----- Material for the task

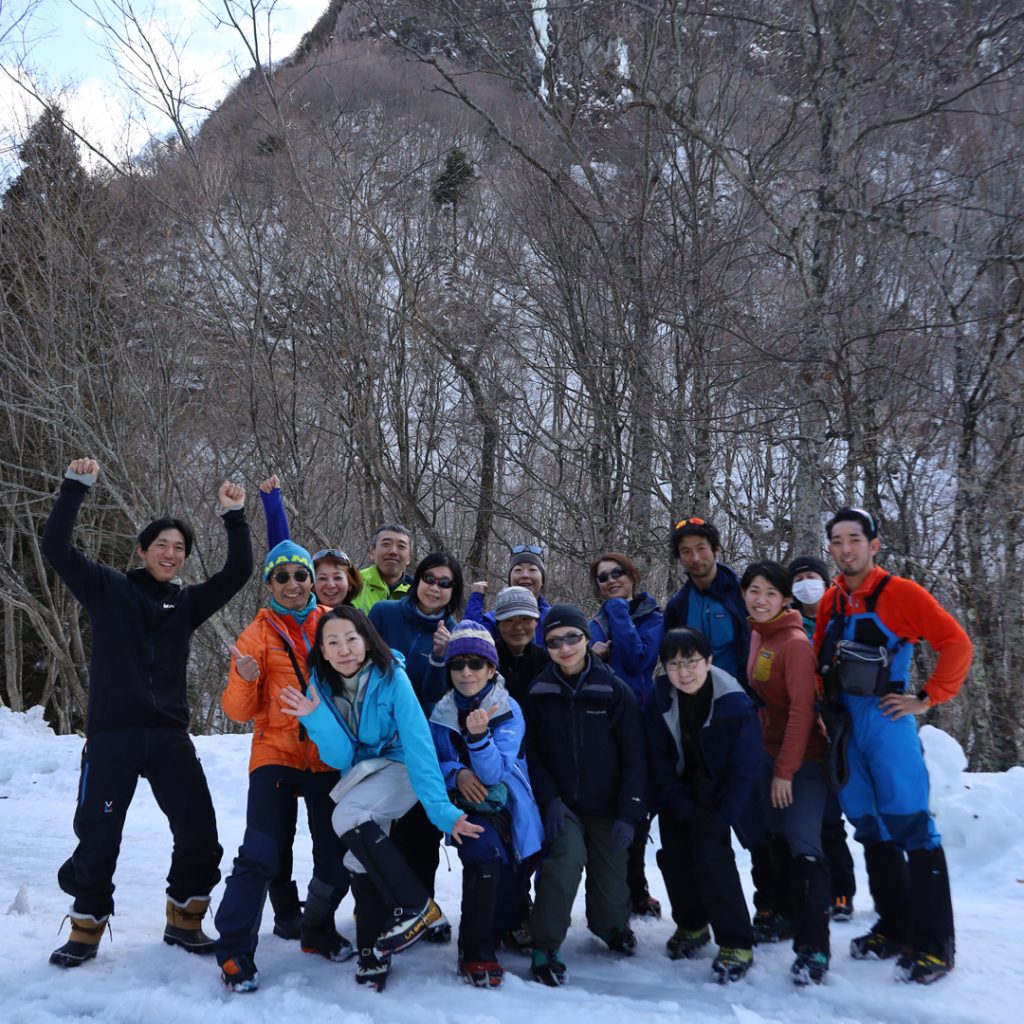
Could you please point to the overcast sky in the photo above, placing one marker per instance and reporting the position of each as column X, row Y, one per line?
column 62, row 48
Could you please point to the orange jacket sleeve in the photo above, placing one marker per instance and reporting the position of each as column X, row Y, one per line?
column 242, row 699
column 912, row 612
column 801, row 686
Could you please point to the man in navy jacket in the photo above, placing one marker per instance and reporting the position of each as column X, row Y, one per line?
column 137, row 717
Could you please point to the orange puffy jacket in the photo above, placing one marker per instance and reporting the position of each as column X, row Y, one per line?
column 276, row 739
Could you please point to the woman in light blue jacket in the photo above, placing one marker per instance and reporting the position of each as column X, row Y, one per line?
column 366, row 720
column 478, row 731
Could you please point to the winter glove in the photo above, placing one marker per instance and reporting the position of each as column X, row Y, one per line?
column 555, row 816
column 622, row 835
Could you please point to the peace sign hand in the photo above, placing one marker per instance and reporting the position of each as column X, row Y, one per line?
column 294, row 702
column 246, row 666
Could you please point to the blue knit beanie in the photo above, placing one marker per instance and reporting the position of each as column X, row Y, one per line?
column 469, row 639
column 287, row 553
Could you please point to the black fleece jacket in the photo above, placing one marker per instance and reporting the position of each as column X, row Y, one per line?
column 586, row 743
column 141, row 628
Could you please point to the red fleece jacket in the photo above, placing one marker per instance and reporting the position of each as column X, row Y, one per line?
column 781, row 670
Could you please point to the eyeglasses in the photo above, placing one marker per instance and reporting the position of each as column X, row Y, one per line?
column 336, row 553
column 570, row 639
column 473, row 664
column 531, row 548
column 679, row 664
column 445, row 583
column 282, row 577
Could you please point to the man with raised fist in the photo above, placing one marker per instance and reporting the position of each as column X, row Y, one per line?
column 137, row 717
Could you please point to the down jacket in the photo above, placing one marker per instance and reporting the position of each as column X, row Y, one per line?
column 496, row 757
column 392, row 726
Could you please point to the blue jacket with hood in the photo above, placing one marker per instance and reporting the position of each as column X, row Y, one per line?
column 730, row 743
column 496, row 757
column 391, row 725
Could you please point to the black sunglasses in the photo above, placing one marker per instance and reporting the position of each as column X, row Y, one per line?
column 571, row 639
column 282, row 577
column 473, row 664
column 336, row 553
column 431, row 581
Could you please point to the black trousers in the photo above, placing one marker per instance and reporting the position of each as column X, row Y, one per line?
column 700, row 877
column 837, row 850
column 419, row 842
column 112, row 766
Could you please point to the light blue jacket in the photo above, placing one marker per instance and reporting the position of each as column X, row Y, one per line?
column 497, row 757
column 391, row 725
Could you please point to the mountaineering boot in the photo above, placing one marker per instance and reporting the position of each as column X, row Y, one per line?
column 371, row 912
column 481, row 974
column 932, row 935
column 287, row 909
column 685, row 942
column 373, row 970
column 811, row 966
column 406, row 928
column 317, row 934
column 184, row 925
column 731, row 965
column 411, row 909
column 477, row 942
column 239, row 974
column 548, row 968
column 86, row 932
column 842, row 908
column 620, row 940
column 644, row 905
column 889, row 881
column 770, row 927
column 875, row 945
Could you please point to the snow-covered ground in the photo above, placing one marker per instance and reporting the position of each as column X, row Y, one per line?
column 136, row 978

----------

Produce the entries again, word for word, without any of their pictures.

== Response to the exercise ==
Could you please point to the overcast sky in the photo above, placing one marker per instance and reporting the position of each as column X, row Y, one per line?
column 62, row 48
Could you please point to the orange jacket sleeve in the photo above, placing one marker per instance and reporting the position of each as column X, row Y, one per line?
column 242, row 699
column 912, row 612
column 801, row 686
Could you please point to the man in navy jacket in the photo above, placing one marker per instance and reporting the position of each as column X, row Y, one per line?
column 137, row 717
Could you please point to the orange puffy jacket in the photo above, placing one marker per instance and reporting the position of each as column X, row Y, one per line?
column 276, row 739
Could you please point to the woman in light blue jacket in the photo above, placing one marker per instance and reporting the position of each as column X, row Y, one per line?
column 366, row 720
column 478, row 731
Could you please point to the winter glove in the photo above, placing one marker per instance and reporting the position of each as column X, row Y, one per line?
column 555, row 816
column 622, row 835
Could you please point to the peace sign hand in the photo above, placing one marker per instance and reporting the position of each as column X, row Y, one per line?
column 294, row 702
column 246, row 666
Could you please point to the blue knit beanie in the photo above, placing one marker per instance and reporting the position of each as column X, row Y, one per line?
column 469, row 639
column 287, row 553
Could you please point to the black fleece jacket in the photo above, placing one marker per instance and reporting the position of each as column X, row Y, one per line?
column 586, row 743
column 141, row 628
Could you please point to the red fleece jacket in the photo above, placing one marker per instance and reporting the position of each as column X, row Y, one per line?
column 781, row 670
Could you please point to the eyeglasses in the photo above, placing one marker per instance and reporting the position of each as column X, row Y, one per line?
column 336, row 553
column 570, row 639
column 473, row 664
column 531, row 548
column 679, row 664
column 445, row 583
column 282, row 577
Could you please point to the man with raised fist in the photo above, placing one marker per instance and reporting the position of each as column X, row Y, one per line?
column 137, row 717
Could you please point to the down jacket in the photo above, placing one marker per instance and reporting the position of each as column X, row Y, one per line?
column 496, row 757
column 392, row 726
Could you please point to the blue jacket with hood in the photo above, placing one marker per instance and reporting the position of each as column X, row Y, one per line?
column 730, row 743
column 496, row 757
column 391, row 725
Could you please point to the black sunglasses in the photo above, placing one marker per instance and reporting the position of each as column X, row Y, one per line?
column 571, row 639
column 282, row 577
column 473, row 664
column 336, row 553
column 431, row 581
Could you please point to the black trousers in the photo above, placing one marker per instance and reporting the position of each as column X, row Y, one per line?
column 700, row 877
column 837, row 850
column 419, row 842
column 112, row 766
Could you please point to the light blue jacket in the photo above, placing one marker per instance and reporting the position of each as column X, row Y, one per line?
column 497, row 757
column 391, row 725
Could you please point to the mountaineering boot in the photo above, placing one marker per instance and reporting the position of each as column X, row Y, one per line?
column 371, row 912
column 481, row 974
column 932, row 935
column 287, row 909
column 685, row 942
column 373, row 970
column 811, row 966
column 406, row 928
column 317, row 934
column 184, row 925
column 731, row 965
column 411, row 909
column 477, row 942
column 239, row 974
column 548, row 968
column 86, row 932
column 842, row 908
column 620, row 940
column 644, row 905
column 889, row 881
column 770, row 927
column 875, row 945
Could you please point to the snow-covered ground in the photo above, placing one marker per instance and reporting the position of each as column X, row Y, one per line?
column 136, row 978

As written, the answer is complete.